À condition de voyager à deux — la petite banquette optionnelle apparue en 1967 ne pouvant servir qu’à de jeunes enfants —, la Pagode s’avère tout à fait fréquentable, au quotidien comme sur les longues distances et, du reste, certains propriétaires continuent de s’en servir pratiquement chaque jour. Il est vrai qu’à condition d’être entretenue correctement, l’auto ne réserve aucune mauvaise surprise et, à tout moment, vous pouvez tourner la clé dans le démarreur sans vous demander si elle va prendre feu ou percer un piston, même si l’éphémère 250 SL (produite de la fin 1966 au début de 1968) est mécaniquement plus fragile que les 230 et 280. C’est là un confort psychologique appréciable et les précautions d’usage, si elles existent naturellement lorsque l’on prend le volant d’un modèle aussi ancien, n’ont pas grand-chose à voir avec ce que peuvent réclamer une Maserati ou une Jaguar contemporaines — dont les moteurs sont, il est vrai, nettement plus démonstratifs que le six-cylindres d’Untertürkheim, qui personnifie mieux que tout autre les vertus de la modération ; sa tessiture réjouit l’esthète mais ne sera jamais envahissante et ses chronos, tout en inspirant le respect, n’ambitionnent pas d’abattre le moindre record. Après un millier de kilomètres abattus à bonne allure, vous ne serez pas devenu sourd et vos vertèbres sortiront intactes de l’expérience, le tout en préservant tout l’agrément d’une décapotable dont, par surcroît, le soft top ne défigure pas la ligne, quelle que soit sa posture. La dithyrambe de ceux qui l’aiment et ont la chance d’en posséder une ne vient pas de n’importe où : la Pagode est une fascinante séductrice à laquelle, nous en prenons le pari, vous non plus ne pourrez résister !
..........
--- Tâche à réaliser ---
D'après l'article, quelle version de la Pagode est mécaniquement plus fragile que les 230 et 280 ? Les données ne sont pas nécessaires ici.
..........
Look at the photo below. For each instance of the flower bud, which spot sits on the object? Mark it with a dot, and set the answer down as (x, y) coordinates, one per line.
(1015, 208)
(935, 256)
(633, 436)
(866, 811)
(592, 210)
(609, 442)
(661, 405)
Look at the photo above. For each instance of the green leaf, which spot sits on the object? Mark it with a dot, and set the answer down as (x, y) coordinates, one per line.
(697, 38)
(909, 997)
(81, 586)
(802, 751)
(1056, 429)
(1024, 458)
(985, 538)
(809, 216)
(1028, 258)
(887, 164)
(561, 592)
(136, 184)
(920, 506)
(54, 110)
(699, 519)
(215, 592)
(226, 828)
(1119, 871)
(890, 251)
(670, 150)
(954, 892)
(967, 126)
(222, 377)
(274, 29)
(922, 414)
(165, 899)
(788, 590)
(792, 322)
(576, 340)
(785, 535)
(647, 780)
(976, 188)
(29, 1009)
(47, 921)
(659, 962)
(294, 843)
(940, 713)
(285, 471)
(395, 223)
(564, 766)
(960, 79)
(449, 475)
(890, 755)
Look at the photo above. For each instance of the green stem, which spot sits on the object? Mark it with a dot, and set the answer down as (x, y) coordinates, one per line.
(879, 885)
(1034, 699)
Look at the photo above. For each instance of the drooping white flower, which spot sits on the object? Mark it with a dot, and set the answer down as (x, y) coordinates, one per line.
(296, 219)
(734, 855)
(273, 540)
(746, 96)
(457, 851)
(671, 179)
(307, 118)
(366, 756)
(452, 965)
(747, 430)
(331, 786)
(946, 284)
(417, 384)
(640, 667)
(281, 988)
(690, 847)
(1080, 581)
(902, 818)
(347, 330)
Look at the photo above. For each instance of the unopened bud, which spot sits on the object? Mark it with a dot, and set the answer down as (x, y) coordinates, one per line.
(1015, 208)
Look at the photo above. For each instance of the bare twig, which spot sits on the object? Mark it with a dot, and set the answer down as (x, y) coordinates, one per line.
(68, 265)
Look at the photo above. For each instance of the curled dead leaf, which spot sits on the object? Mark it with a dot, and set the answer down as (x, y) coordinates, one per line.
..........
--- Solution rédigée ---
L'éphémère 250 SL, produite de la fin 1966 au début de 1968.